[Start of section]
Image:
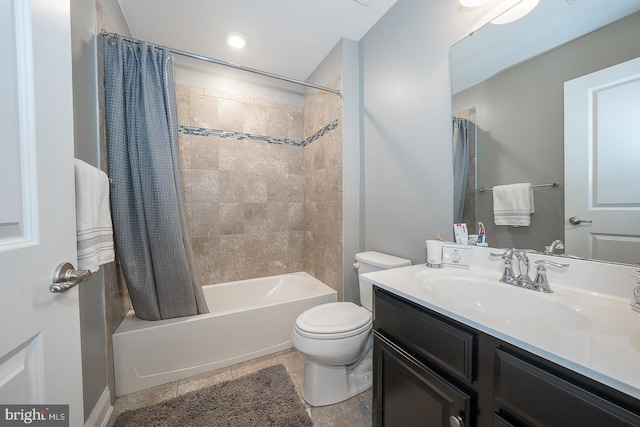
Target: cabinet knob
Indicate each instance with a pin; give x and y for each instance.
(456, 421)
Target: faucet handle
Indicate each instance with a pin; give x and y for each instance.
(543, 262)
(506, 255)
(541, 283)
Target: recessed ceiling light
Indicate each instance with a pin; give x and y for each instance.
(473, 3)
(236, 40)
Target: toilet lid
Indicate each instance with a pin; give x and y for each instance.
(334, 318)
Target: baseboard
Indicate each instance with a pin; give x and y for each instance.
(101, 412)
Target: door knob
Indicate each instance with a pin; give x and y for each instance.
(456, 421)
(66, 277)
(577, 221)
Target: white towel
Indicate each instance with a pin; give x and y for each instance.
(513, 204)
(93, 217)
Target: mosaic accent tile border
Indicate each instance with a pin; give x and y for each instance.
(191, 130)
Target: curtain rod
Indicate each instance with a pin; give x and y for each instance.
(226, 64)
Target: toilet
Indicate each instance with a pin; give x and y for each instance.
(336, 339)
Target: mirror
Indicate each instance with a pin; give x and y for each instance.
(507, 85)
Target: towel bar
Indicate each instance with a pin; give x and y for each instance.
(553, 184)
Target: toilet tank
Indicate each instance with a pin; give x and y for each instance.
(368, 262)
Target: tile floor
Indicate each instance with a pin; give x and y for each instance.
(354, 412)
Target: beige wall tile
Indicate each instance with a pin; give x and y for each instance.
(204, 111)
(258, 209)
(204, 185)
(230, 115)
(204, 152)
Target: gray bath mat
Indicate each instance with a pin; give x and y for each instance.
(264, 398)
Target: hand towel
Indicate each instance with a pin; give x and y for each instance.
(513, 204)
(93, 217)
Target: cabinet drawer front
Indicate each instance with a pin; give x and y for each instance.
(408, 393)
(539, 397)
(447, 345)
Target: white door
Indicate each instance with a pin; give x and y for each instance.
(40, 332)
(602, 164)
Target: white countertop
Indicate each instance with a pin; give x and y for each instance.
(594, 334)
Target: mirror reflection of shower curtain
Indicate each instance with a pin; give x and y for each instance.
(149, 222)
(461, 151)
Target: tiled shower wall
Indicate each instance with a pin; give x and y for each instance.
(246, 200)
(323, 189)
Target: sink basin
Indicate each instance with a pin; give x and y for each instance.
(467, 291)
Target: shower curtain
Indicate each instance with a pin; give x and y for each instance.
(148, 218)
(460, 166)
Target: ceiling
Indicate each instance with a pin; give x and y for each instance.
(285, 37)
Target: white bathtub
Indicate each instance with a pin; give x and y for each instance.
(247, 319)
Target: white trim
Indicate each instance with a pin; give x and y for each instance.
(101, 412)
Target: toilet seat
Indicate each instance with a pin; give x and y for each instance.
(333, 321)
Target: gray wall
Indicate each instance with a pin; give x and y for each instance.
(85, 117)
(406, 111)
(519, 114)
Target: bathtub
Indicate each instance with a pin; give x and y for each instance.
(247, 319)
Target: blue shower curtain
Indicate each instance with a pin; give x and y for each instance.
(460, 166)
(149, 222)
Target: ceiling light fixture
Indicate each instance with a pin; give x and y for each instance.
(473, 3)
(236, 40)
(503, 12)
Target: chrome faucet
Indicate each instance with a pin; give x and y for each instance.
(523, 280)
(508, 276)
(554, 248)
(540, 283)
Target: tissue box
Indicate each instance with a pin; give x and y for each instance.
(457, 255)
(635, 298)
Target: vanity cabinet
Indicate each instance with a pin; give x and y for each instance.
(430, 370)
(412, 394)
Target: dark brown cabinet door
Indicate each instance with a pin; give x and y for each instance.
(407, 393)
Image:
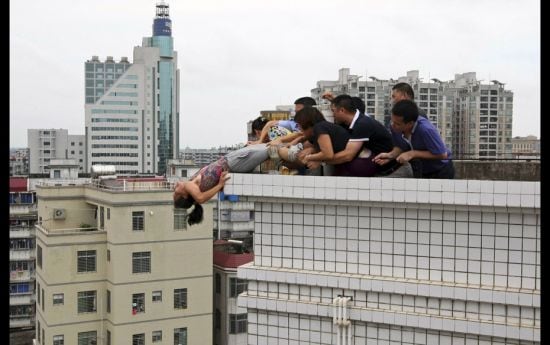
[End of section]
The full listing, reproduced exactly and without pictures, is the expected output.

▸ **Response to the task**
Image:
Target: cabinet knob
Indicate each instance with a pin; give x and y for each instance.
(456, 421)
Target: faucet handle
Indicate each instance with a pin; give x and y for each instance.
(543, 262)
(506, 255)
(541, 283)
Target: recessed ceiling light
Indicate each instance with a pin; give x and y for each instance.
(473, 3)
(236, 40)
Target: toilet lid
Indicate each instance with a pin; give x and y for each instance.
(334, 318)
Target: baseboard
Indicate each instance with a pin; give x and y for each instance.
(101, 412)
Target: door knob
Indicate each instance with a pin; give x and y for each instance.
(456, 421)
(66, 277)
(577, 221)
Target: white towel
Indicate each instance with a pin; give x and y for each instance.
(513, 204)
(93, 217)
Target: mosaic accent tile border
Indicate each instance with a pin; give x and y for each instance.
(191, 130)
Target: curtain rod
Indicate each instance with a pin; give x and y for each instance.
(226, 64)
Target: toilet
Indicate each instance with a pin; give x and y for each instance.
(336, 339)
Target: mirror
Indicate each instance with a pin; give x and y for each instance.
(507, 85)
Target: towel bar
Indicate each instance with a pin; give x and y for each instance.
(553, 184)
Target: toilet tank
Indicate each instance with a pin; give x and y for each instance.
(368, 262)
Target: tile floor
Indicate each instance with a pin; give x and y for each instance.
(354, 412)
Target: beige wall tile
Indicate each instance with a pin; give x and y for each instance.
(204, 111)
(258, 209)
(204, 185)
(230, 115)
(204, 152)
Target: gray bath mat
Indicate each instance with a pin; give x and y for each instance.
(264, 398)
Target: hand towel
Indicate each instance with a pin; give x and y for each instance.
(513, 204)
(93, 217)
Target: cabinet drawer front
Indicate each instance with a pin; give x and y for each instance.
(408, 393)
(539, 397)
(447, 345)
Target: white door
Indicate each instance with a pin; give x and y for each instance.
(40, 332)
(602, 164)
Target: white countertop
Indicate each instance with a pin; give x and y for each instance.
(594, 334)
Target: mirror reflection of shower curtain
Indicate each instance with a pin; give x and y for each instance.
(149, 222)
(461, 151)
Target: tiled shower wall
Indicate each instance with a pin; give x and y for each instance.
(246, 200)
(323, 189)
Target: sink basin
Indicate each instance with a pin; give x and y for each instance.
(467, 291)
Target: shower curtain
Indicate each instance with a pin; give x and y for each instance.
(148, 218)
(460, 166)
Target: ceiling
Indicate each instance with a pin; give x and y for each instance.
(285, 37)
Target: white bathtub
Indicate each instance with a pin; give x and y for each instance.
(247, 319)
Target: white trim
Indicate each instance with a pin; give x and y for each instance.
(101, 412)
Target: toilet seat
Indicate each instance with a pin; give x and y for each instance.
(333, 321)
Target: gray wall
Indicate each instance with a pin; give x and y for each instance.
(85, 117)
(406, 111)
(519, 114)
Target: bathtub
Indicate each instance with a pin; give x and y for each instance.
(247, 319)
Target: blue shower curtain
Indicate each instance with a pin; give x and y for each instance.
(460, 166)
(149, 222)
Target: ceiling light fixture
Indicate each instance with a pin; give x and y for each instance.
(473, 3)
(236, 40)
(503, 12)
Target: chrome faucet
Indicate each instance with a pin; give x and y for each instance.
(523, 280)
(508, 276)
(554, 248)
(540, 283)
Target: tissue box
Indicate each instance with a pin; give x and y for each instance.
(457, 255)
(635, 298)
Target: vanity cabinet
Indicate each instance with a pin; give x and y for each instance.
(430, 370)
(412, 394)
Target: dark brown cabinet door
Indicate each instance with a pin; give x and y for each instance.
(407, 393)
Image:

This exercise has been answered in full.